## INFORMATION GIVEN
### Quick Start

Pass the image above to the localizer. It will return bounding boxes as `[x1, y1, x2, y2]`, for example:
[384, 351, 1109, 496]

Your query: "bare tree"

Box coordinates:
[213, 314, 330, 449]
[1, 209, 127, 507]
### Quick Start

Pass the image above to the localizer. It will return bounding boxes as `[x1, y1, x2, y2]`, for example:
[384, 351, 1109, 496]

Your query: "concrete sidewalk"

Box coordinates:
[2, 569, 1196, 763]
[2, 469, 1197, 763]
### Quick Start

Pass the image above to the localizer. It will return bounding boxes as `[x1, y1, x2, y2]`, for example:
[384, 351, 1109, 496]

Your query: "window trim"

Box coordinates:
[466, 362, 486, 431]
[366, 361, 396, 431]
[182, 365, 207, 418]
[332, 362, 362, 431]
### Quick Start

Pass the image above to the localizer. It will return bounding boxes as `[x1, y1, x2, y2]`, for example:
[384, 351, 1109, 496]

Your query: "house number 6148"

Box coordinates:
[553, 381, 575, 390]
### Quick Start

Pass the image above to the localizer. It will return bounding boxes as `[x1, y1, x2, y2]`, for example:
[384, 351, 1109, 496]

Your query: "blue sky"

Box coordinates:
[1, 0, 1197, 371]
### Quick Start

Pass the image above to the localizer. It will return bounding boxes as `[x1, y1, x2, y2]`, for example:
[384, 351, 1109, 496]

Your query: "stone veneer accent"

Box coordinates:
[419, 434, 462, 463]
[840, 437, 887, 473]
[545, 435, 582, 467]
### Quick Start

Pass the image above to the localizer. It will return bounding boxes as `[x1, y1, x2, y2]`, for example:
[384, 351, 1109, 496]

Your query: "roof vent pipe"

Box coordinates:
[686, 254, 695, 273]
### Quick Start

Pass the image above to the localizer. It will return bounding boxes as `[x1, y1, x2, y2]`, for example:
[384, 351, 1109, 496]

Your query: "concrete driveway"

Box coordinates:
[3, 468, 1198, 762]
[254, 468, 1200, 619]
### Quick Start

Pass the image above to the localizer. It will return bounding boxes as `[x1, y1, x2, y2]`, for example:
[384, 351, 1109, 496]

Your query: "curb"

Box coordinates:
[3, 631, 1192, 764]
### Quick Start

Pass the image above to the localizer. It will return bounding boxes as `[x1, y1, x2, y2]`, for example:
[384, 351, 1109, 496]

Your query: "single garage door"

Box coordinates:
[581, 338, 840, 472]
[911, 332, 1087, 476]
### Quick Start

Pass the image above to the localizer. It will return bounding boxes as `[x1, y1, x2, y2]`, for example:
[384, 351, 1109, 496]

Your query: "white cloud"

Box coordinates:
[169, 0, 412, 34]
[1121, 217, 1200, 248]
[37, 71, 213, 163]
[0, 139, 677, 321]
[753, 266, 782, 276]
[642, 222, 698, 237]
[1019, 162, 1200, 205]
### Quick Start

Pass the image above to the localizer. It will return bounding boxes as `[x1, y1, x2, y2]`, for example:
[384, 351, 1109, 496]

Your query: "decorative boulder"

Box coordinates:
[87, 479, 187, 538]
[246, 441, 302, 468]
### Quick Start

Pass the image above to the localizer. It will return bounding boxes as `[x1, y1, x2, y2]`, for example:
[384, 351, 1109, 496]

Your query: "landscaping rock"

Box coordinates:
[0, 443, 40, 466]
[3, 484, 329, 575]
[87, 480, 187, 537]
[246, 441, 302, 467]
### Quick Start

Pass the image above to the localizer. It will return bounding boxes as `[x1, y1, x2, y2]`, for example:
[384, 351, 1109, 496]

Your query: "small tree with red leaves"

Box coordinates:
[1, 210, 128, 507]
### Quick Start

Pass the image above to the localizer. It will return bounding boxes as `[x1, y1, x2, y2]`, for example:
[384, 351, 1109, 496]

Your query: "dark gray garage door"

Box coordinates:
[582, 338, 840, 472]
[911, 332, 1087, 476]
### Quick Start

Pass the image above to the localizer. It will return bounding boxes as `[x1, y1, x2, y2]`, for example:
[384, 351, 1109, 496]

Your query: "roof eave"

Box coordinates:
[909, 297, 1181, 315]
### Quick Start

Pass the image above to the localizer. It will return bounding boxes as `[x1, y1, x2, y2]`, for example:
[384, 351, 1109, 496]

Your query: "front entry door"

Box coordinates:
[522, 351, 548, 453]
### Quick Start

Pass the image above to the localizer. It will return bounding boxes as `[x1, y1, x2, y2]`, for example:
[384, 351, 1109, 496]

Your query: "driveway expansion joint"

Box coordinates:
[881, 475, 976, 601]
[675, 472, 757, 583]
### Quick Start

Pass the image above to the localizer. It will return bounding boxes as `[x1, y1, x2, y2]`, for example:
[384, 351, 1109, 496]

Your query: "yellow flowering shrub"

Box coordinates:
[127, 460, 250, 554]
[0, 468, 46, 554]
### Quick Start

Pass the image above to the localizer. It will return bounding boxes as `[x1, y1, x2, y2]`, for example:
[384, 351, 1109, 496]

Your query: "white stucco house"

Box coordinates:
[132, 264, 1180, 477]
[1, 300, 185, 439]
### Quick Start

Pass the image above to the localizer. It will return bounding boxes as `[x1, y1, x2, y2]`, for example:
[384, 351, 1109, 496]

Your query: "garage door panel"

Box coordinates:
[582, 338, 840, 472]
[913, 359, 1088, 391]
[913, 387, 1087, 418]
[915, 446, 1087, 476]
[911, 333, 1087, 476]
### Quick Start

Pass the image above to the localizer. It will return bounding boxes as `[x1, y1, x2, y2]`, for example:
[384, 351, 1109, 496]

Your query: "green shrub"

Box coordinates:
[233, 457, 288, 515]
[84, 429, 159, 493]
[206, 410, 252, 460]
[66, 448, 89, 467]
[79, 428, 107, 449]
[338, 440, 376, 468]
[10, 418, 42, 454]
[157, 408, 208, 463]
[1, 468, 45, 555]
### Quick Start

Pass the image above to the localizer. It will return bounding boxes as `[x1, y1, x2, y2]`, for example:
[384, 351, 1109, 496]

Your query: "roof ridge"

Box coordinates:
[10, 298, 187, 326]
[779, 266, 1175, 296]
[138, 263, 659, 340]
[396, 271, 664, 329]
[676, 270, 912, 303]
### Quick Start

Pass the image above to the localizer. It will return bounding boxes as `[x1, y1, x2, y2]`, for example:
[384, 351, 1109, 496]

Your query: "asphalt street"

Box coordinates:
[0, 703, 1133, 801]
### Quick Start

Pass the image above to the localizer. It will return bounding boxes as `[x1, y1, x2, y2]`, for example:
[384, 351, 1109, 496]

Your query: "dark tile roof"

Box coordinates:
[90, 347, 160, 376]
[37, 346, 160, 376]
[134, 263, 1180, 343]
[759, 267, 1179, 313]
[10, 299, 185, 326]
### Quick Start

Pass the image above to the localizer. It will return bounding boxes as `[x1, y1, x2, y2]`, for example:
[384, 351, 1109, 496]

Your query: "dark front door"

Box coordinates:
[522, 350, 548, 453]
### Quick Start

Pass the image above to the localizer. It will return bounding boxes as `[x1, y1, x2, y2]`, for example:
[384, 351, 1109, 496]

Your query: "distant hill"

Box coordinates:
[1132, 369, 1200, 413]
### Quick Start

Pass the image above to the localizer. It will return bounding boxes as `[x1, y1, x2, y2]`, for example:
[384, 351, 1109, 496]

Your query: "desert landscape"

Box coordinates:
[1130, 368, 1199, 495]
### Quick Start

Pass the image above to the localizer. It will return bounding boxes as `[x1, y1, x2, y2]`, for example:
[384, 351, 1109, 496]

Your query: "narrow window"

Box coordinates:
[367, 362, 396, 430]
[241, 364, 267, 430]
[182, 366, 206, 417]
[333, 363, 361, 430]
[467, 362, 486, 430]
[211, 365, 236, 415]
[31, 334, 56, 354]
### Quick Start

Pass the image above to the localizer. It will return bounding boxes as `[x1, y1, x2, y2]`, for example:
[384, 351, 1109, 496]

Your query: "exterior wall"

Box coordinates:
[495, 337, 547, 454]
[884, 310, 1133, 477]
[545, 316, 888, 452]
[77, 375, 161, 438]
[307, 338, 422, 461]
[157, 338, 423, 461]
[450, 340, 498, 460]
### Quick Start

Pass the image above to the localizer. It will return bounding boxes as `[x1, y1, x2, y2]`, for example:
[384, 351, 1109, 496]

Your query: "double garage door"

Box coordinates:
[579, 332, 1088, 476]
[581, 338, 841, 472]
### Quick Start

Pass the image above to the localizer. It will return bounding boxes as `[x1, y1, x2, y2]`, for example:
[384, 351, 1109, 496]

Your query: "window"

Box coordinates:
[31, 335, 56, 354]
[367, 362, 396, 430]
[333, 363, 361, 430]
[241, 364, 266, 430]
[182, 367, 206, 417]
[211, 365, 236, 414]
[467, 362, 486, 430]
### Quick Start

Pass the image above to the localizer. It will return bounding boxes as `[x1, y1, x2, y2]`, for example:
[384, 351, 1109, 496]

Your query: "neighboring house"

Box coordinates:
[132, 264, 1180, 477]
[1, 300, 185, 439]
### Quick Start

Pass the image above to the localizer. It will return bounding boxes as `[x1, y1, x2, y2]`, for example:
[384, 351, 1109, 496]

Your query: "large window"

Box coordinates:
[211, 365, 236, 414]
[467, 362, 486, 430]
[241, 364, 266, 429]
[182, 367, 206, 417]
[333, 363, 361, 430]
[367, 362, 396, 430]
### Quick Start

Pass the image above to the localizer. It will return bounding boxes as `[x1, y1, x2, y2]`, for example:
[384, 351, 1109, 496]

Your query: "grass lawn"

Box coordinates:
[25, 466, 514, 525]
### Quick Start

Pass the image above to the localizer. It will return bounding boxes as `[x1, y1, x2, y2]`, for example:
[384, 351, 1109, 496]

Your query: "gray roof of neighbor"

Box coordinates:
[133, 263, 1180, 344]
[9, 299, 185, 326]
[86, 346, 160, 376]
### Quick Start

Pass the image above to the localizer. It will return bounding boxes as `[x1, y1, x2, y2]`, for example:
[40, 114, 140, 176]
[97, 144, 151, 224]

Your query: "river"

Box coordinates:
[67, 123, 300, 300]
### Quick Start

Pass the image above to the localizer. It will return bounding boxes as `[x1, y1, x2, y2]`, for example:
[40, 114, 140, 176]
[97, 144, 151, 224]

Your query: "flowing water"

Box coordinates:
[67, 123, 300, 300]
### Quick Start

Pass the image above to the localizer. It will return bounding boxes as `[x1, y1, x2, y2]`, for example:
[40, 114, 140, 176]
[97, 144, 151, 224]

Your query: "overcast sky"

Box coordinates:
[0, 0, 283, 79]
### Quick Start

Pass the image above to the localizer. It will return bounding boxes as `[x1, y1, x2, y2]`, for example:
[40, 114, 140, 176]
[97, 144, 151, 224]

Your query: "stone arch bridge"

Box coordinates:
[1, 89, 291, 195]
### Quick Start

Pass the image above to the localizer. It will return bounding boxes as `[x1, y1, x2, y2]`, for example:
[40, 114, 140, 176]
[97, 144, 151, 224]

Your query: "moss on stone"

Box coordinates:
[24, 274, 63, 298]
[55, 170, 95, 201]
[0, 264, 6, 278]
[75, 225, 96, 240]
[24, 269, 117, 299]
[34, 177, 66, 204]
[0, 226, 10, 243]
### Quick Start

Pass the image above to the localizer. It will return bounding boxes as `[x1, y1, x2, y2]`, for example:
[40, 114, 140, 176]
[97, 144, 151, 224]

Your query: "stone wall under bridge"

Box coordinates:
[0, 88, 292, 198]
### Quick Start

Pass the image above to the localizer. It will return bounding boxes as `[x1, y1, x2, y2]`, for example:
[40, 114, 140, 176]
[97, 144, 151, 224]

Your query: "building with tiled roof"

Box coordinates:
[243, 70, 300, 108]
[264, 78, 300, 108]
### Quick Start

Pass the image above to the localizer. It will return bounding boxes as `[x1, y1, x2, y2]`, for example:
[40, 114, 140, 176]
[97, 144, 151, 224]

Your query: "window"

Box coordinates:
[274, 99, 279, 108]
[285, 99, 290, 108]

## PROBLEM REQUIREMENTS
Search the entries for the string "dark" and copy each line where it occurs.

## YOUR RESPONSE
Your query: "dark gray garage door"
Your query: "dark tile roof"
Your query: "dark front door"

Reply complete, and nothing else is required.